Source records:

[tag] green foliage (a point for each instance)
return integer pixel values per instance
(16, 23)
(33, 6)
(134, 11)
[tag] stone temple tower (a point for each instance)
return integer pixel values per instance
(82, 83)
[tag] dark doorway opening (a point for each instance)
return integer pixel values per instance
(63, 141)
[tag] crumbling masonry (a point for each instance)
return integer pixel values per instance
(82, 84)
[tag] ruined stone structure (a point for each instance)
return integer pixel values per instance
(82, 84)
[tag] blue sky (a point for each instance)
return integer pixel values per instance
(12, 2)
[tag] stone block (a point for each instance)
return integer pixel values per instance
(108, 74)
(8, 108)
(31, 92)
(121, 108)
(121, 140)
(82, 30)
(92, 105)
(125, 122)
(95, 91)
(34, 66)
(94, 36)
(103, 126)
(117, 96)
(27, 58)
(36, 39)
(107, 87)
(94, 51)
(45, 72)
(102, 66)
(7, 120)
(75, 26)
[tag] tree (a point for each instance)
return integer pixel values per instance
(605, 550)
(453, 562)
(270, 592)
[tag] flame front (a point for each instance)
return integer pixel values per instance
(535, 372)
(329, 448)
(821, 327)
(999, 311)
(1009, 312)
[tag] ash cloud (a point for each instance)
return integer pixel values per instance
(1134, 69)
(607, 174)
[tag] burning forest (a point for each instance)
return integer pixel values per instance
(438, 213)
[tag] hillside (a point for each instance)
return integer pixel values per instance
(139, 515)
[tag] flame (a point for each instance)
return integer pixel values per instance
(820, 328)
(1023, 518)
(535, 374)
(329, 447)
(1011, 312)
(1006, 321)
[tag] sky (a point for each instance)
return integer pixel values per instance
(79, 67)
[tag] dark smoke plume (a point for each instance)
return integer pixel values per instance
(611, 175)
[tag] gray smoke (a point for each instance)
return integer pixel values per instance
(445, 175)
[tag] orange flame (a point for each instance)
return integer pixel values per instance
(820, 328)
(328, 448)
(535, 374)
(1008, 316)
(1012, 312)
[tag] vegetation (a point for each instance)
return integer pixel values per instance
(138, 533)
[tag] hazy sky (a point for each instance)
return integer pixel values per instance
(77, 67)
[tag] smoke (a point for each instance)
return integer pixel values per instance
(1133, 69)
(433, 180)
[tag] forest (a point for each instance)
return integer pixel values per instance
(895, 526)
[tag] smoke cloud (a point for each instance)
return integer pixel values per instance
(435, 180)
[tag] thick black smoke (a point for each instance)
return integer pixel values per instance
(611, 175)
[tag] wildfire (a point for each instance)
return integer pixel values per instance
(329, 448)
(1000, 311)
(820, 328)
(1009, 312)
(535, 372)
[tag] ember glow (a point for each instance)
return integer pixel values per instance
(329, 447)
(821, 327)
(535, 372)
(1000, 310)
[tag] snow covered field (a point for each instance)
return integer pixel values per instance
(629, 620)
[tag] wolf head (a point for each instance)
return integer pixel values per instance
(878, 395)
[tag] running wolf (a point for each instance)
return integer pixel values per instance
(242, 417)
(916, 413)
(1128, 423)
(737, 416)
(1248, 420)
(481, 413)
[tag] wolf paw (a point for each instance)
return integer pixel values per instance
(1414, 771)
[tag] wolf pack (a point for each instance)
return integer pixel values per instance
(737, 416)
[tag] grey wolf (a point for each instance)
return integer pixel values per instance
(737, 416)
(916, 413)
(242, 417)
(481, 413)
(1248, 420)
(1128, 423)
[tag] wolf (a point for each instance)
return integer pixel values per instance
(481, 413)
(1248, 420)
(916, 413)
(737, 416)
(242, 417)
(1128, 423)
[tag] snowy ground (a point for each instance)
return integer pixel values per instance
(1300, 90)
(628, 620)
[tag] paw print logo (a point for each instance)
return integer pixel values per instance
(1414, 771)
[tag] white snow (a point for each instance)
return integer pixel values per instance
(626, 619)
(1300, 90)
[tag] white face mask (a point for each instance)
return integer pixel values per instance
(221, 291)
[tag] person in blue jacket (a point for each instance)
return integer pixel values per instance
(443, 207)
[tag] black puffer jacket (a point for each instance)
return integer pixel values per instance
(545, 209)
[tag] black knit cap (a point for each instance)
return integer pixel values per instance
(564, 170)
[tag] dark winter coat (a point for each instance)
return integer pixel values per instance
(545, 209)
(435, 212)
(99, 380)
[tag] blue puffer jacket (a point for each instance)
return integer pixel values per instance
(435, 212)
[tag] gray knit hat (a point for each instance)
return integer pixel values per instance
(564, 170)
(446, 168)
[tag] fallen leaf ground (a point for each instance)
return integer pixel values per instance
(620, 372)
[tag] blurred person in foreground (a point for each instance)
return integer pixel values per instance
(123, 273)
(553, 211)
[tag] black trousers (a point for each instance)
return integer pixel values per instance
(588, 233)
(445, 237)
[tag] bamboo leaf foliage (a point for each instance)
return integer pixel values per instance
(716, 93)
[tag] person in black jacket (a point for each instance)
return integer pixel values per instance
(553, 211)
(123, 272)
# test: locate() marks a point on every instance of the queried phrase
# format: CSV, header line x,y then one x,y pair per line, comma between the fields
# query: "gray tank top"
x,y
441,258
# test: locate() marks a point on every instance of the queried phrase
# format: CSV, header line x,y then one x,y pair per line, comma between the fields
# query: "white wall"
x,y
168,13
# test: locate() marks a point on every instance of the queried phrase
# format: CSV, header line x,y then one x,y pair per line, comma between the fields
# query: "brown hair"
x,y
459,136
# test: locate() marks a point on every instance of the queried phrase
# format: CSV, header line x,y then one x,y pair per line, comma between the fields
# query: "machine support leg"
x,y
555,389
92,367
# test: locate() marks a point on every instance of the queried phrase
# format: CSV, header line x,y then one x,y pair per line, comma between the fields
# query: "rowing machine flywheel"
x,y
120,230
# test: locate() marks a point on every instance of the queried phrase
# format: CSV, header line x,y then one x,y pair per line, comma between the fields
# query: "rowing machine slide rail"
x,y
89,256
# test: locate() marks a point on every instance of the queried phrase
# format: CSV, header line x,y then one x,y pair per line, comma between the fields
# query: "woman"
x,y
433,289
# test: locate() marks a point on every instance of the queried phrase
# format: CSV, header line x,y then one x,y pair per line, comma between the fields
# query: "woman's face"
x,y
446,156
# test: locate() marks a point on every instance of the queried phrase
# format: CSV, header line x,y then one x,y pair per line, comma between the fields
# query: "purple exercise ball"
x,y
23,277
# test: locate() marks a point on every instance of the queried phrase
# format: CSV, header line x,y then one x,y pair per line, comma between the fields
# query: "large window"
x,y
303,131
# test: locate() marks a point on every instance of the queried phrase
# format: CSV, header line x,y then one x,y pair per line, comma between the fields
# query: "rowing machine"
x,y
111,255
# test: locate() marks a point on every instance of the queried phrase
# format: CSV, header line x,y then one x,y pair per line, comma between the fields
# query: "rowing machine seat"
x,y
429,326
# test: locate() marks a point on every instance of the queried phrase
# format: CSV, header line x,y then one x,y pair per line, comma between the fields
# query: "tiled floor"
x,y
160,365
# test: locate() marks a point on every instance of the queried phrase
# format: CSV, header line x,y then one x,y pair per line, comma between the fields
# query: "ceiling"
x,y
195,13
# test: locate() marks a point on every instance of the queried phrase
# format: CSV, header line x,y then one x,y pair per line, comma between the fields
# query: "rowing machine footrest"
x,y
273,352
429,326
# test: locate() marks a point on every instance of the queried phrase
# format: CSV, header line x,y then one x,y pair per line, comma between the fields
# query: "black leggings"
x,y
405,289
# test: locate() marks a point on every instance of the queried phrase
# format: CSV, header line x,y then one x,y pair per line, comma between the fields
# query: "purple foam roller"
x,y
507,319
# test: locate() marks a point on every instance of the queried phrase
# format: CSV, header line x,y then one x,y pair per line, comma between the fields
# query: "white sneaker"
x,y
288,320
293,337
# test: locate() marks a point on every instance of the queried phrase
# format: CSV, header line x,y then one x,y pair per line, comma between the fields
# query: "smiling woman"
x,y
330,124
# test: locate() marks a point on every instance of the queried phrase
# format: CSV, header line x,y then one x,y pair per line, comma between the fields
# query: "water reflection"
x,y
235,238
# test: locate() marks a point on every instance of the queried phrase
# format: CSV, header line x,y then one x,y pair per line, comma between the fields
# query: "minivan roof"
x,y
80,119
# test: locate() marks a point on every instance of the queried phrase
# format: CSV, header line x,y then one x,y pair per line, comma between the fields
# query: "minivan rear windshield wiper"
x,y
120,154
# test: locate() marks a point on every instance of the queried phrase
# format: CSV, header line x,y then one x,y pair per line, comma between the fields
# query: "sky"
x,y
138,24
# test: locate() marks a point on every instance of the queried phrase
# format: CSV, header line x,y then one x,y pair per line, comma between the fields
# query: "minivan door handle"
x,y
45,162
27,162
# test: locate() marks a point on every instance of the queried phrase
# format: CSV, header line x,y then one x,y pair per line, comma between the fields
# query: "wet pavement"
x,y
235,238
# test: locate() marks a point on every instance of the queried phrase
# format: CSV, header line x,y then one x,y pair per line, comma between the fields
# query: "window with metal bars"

EXERCISE TASK:
Count the lines in the data above that contain the string "puffer". Give only the number.

TASK SOLUTION:
2